-- REQUIREMENTS --
Can you reproduce the stretch of the listing below that opens with the line containing "is car shadow" and closes with the line containing "left=36, top=179, right=53, bottom=205", every line included, adding 14 to each coordinate in the answer bounding boxes? Leave the sample box after "Answer with a bounding box like" unchanged.

-- INPUT FOR THIS TASK --
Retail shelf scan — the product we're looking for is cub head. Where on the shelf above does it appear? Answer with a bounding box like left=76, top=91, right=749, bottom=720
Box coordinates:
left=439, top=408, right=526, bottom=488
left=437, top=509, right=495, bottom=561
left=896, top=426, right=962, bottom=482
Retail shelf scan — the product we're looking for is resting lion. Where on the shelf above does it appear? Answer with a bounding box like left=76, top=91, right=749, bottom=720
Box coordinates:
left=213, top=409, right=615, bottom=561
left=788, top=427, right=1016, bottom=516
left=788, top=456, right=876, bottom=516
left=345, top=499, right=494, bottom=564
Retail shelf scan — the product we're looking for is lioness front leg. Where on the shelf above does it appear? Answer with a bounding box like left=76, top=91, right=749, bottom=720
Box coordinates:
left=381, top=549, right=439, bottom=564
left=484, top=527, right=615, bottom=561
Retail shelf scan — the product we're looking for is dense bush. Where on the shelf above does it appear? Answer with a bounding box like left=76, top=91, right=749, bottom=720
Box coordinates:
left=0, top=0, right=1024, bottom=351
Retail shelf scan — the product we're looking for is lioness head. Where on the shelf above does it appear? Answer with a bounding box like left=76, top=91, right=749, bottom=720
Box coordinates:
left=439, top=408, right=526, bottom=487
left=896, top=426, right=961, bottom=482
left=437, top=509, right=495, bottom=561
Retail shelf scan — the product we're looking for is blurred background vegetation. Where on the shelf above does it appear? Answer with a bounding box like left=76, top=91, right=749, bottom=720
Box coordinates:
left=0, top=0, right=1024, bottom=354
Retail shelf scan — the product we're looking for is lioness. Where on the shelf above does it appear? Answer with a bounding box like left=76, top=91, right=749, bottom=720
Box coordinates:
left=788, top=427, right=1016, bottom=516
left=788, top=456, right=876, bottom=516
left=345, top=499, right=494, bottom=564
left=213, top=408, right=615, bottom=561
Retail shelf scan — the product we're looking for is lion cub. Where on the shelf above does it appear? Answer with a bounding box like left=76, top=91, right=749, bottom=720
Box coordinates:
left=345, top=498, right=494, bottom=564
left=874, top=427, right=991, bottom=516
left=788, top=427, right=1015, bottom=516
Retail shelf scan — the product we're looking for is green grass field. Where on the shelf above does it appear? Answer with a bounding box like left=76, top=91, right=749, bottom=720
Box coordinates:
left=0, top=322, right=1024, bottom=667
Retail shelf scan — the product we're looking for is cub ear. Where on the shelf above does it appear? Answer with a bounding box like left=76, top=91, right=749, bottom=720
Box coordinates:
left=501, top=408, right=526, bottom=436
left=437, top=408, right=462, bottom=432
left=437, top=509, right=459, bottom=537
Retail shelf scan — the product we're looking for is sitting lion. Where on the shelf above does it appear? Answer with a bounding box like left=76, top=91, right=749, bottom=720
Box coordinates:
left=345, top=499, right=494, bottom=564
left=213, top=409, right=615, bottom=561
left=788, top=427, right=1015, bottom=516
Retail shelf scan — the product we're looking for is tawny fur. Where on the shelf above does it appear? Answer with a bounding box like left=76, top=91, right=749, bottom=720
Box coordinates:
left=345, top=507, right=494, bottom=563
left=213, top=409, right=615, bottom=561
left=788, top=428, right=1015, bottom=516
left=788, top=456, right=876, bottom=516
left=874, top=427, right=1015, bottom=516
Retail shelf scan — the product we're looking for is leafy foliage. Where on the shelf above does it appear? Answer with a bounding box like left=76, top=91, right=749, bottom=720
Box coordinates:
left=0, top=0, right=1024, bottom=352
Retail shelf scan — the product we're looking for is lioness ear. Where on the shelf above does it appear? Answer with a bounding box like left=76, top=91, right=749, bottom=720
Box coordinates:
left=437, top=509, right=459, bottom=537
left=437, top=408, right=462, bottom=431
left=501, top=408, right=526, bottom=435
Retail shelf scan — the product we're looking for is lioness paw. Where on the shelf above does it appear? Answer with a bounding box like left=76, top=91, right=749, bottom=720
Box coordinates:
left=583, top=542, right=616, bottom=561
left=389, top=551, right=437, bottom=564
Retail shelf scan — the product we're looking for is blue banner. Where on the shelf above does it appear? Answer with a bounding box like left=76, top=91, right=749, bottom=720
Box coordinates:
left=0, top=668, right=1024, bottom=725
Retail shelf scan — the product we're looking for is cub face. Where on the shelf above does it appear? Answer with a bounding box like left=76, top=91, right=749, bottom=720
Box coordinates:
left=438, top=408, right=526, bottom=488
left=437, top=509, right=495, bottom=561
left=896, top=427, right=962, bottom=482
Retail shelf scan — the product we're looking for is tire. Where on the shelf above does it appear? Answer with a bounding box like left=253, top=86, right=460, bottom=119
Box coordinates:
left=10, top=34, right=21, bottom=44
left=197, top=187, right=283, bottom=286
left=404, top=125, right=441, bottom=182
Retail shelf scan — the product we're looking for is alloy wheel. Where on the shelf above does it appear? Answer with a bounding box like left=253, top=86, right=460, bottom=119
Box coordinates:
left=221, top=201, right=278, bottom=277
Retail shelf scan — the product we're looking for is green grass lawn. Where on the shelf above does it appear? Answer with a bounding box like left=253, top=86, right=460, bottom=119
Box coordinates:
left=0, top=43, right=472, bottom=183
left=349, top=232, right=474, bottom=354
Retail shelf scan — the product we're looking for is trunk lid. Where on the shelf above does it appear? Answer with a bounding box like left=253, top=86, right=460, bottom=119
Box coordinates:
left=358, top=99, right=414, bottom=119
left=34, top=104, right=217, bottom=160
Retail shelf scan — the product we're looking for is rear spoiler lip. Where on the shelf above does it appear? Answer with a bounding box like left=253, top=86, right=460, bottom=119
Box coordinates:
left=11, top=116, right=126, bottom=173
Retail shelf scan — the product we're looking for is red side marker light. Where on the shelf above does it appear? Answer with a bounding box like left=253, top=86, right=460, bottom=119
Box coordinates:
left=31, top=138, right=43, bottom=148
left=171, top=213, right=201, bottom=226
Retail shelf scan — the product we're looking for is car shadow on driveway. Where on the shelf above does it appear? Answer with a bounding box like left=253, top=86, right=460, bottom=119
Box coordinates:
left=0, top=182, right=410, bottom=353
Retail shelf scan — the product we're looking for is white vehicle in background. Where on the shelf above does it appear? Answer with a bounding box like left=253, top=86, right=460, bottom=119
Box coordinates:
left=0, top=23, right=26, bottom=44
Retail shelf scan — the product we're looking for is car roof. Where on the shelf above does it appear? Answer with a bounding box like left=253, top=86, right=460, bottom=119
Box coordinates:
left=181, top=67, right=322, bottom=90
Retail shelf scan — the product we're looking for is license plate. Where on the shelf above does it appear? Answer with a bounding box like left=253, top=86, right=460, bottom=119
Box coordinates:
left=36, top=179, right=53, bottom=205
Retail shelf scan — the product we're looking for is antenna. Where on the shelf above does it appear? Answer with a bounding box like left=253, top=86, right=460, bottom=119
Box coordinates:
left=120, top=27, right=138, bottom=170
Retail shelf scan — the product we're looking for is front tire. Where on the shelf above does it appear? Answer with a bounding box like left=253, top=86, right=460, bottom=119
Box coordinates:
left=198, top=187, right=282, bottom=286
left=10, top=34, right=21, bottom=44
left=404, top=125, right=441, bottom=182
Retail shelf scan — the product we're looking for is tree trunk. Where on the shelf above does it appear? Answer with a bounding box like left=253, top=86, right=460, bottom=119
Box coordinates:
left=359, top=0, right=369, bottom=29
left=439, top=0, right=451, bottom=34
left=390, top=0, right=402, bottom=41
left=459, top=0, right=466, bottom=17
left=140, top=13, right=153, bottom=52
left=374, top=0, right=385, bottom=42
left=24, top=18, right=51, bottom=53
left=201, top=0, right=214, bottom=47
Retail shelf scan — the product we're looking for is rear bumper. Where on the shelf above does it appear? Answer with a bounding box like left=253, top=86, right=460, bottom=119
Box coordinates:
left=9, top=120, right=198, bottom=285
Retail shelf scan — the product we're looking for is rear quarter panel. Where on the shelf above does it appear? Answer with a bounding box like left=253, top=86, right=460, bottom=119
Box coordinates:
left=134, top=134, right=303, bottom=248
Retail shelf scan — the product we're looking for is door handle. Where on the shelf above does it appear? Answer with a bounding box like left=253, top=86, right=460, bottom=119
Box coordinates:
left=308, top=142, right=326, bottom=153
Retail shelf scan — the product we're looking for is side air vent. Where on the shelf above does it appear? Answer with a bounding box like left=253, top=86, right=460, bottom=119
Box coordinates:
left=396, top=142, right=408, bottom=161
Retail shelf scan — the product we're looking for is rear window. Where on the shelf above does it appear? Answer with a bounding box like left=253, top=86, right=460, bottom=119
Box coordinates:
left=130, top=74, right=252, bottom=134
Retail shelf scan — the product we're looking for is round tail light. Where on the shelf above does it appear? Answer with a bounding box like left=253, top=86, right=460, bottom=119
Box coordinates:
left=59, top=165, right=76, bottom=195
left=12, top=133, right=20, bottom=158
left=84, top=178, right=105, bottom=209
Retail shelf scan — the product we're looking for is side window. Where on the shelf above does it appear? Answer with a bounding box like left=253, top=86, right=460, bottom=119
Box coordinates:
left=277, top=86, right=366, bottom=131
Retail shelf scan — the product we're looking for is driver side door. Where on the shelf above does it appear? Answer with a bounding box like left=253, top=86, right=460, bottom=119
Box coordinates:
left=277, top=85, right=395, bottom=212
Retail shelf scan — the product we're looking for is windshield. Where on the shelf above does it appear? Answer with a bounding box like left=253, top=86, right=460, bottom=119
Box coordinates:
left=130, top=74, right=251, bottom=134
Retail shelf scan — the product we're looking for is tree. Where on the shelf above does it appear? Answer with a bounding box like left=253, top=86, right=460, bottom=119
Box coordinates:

-- RESULT OF THE EXERCISE --
Retail shelf scan — the product we're looking for is car shadow on driveway. Where on the shelf above does it appear? Answer with a bounding box like left=253, top=86, right=460, bottom=119
Box coordinates:
left=14, top=196, right=424, bottom=367
Retail shelf scan — the product we're looking for is white vehicle in background. Where on the shelf above does it appear? Answer with a bounding box like left=253, top=86, right=460, bottom=119
Box coordinates:
left=14, top=37, right=40, bottom=58
Retail shelf scan — the product we're looking for is car roof. Where on the shelf above does it appear? Answer with a bounding box like left=253, top=86, right=460, bottom=119
Box coordinates:
left=195, top=81, right=336, bottom=104
Retail shelf scan — the product we're looking for is license plate. Where on the shelf above does it appear? Answer with a bounding box like left=253, top=86, right=460, bottom=119
Box coordinates:
left=50, top=193, right=67, bottom=219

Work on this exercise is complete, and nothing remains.